INSTRUCTIONS TO FOLLOW:
Return all entries precisely as they stand, without the images.
____________________
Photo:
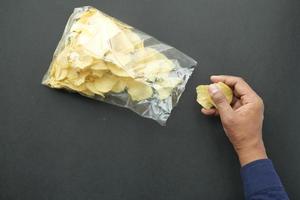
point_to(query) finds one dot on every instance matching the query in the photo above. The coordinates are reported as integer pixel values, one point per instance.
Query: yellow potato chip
(60, 73)
(91, 87)
(119, 59)
(99, 65)
(135, 40)
(154, 69)
(119, 86)
(118, 70)
(79, 59)
(121, 43)
(106, 83)
(204, 98)
(138, 91)
(103, 55)
(165, 87)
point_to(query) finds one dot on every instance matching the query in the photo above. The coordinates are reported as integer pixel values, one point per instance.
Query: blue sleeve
(261, 181)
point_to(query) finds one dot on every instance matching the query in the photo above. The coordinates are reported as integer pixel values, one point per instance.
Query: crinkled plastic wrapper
(108, 60)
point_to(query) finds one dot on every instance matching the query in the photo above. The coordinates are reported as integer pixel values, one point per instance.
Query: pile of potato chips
(99, 56)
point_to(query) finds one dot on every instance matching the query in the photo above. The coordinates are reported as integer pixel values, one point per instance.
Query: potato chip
(121, 43)
(135, 40)
(100, 56)
(106, 83)
(204, 98)
(119, 86)
(138, 91)
(99, 65)
(119, 71)
(165, 87)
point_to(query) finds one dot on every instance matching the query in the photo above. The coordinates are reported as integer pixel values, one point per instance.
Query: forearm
(261, 181)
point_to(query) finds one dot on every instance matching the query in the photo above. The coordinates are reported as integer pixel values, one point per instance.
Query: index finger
(240, 87)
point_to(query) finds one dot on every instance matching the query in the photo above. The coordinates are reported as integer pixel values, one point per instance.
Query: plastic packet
(105, 59)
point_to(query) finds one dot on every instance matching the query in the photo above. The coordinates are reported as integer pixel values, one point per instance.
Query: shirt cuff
(259, 175)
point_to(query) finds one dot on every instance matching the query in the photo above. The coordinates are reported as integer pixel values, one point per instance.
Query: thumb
(220, 101)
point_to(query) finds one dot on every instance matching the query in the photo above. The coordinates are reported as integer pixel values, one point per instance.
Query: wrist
(251, 153)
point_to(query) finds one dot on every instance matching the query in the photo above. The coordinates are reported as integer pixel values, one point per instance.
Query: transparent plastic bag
(108, 60)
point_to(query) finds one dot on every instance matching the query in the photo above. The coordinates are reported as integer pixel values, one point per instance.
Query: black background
(60, 146)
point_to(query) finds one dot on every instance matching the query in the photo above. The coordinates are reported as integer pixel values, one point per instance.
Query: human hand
(242, 120)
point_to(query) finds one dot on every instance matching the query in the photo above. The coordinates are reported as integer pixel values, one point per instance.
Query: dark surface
(60, 146)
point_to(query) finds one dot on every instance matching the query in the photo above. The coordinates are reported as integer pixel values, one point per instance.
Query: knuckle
(218, 97)
(240, 79)
(229, 120)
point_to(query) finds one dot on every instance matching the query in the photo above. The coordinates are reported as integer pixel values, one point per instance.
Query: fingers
(220, 101)
(239, 86)
(209, 112)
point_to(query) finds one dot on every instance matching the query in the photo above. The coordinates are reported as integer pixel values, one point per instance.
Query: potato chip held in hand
(204, 98)
(103, 58)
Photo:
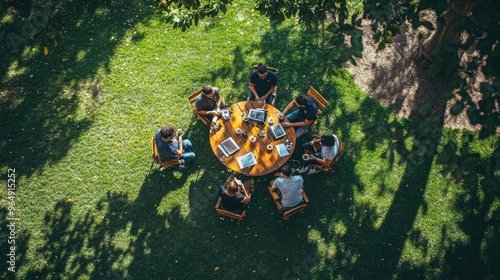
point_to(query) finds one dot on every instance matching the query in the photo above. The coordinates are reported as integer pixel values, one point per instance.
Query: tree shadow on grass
(48, 102)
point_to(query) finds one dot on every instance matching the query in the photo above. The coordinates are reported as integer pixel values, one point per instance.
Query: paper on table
(246, 160)
(282, 151)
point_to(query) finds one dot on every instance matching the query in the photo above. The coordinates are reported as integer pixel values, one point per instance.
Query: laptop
(277, 131)
(228, 147)
(258, 115)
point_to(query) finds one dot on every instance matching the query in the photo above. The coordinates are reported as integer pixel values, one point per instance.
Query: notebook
____________________
TASK SOLUTION:
Photo:
point_to(query) finds one dot on every instance matching the query in the photo above. The coordinates are reported as integer pixel values, one point per instance.
Query: yellow potato chip
(60, 73)
(91, 87)
(119, 59)
(99, 65)
(135, 40)
(154, 69)
(119, 86)
(118, 70)
(79, 59)
(121, 43)
(106, 83)
(204, 98)
(138, 91)
(103, 55)
(165, 87)
point_to(query) finds one dot on every instance matching the query in the photo above. The coordinates are reported as integer pixel values, one point per instance.
Query: blue sleeve
(261, 181)
point_to(query) finds one dot on every instance matching the query in the photo above. The coordinates are reported as integer pixel values, one point per instance.
Query: crinkled plastic wrapper
(108, 60)
point_to(query) finds one dot on every instance matching the query in the photo above. The coordinates are reported as integer pixel values, one point per instance.
Query: pile of potato chips
(99, 56)
point_to(query) finds one dot on every instance matching the query in the photo above. The coordinates are reported as integer pixel values, one point per instance.
Query: potato chip
(121, 43)
(135, 40)
(100, 56)
(106, 83)
(204, 98)
(119, 86)
(138, 91)
(99, 65)
(119, 71)
(165, 87)
point_to(query) finds one dot on every instance matching the query in the photo above. The coordinates are reported as integer pixel values, one point per instance.
Query: forearm
(261, 181)
point_to(query) finds one dot on every instance matching the query in the photo above. The coordinates are reported as integer pixel values, one point per instance.
Query: index finger
(240, 87)
point_to(query) finds one dot on every instance matching the query in the photo above. The coordinates are reported as integer pixel values, one point per instance.
Query: plastic packet
(105, 59)
point_to(query) finds one dot on every instance matching the query in the photo above. The coordinates are reported as integer pixel values, one point per instance.
Query: shirt cuff
(259, 175)
point_to(query) finds one dot on every instance matching the query in the photo above. The coordinates are reported as integer pixel values, one point per instance.
Query: thumb
(220, 101)
point_to(query) finds one dot on every instance matching the query in the photo above. The coordinates are reported as integer pixel values, one point per instance.
Query: wrist
(251, 153)
point_to(query) finds one dot on every instance matching the query in the photo above. The coordinates are reported as integer pixel values, one point per instance.
Query: transparent plastic bag
(108, 60)
point_to(query) finds one dot on every instance matching the query in the photo above. The coordinates are reported as integer pixel values, one point per instance.
Query: black background
(60, 146)
point_to(query) finds one dot on every instance matching the query in the photo above. The coordinates are reported as integer pixel values, one point per instance.
Query: human hand
(242, 120)
point_to(query) finds one dot on every instance matching the query in the photo above. The coordinates are reported as integer pixel values, one point per instance.
Query: dark surface
(60, 146)
point_to(query) finds one dot on every instance matching the query in the photo above. The coordinates are reported as integer pixel values, one point per instance.
Query: knuckle
(218, 97)
(240, 79)
(229, 120)
point_to(query) finds one dot on every instance matching the query in the photo above. The coordinates are reported as integer pixel values, one point per instance.
Query: fingers
(220, 101)
(239, 86)
(209, 112)
point_to(query) finds one dot on every instance matching the query in the photo above. The coordinates are reported as integer pixel values, one point per instance.
Query: potato chip held in hand
(204, 98)
(103, 58)
Photo:
point_to(query) finds one dot on every instance matching the query in the photo above. The coordinates are reported as integer pixel values, one point per instance.
Query: tree shadow on grass
(48, 102)
point_to(query) finds one dot on every instance matching the query in the photo above. The coordinates are reported as integer pixel values, one point per instance.
Query: paper on table
(246, 160)
(282, 151)
point_to(query) finds one dot on every instance matching the query in the photo above. The coordinates are reported as integer pixel values, one point per instance.
Query: laptop
(277, 131)
(228, 147)
(258, 115)
point_to(query) finds one dot on every instance matching the query in the photo above. The coordinates are reported as integer pixel values, one point per instance.
Query: notebook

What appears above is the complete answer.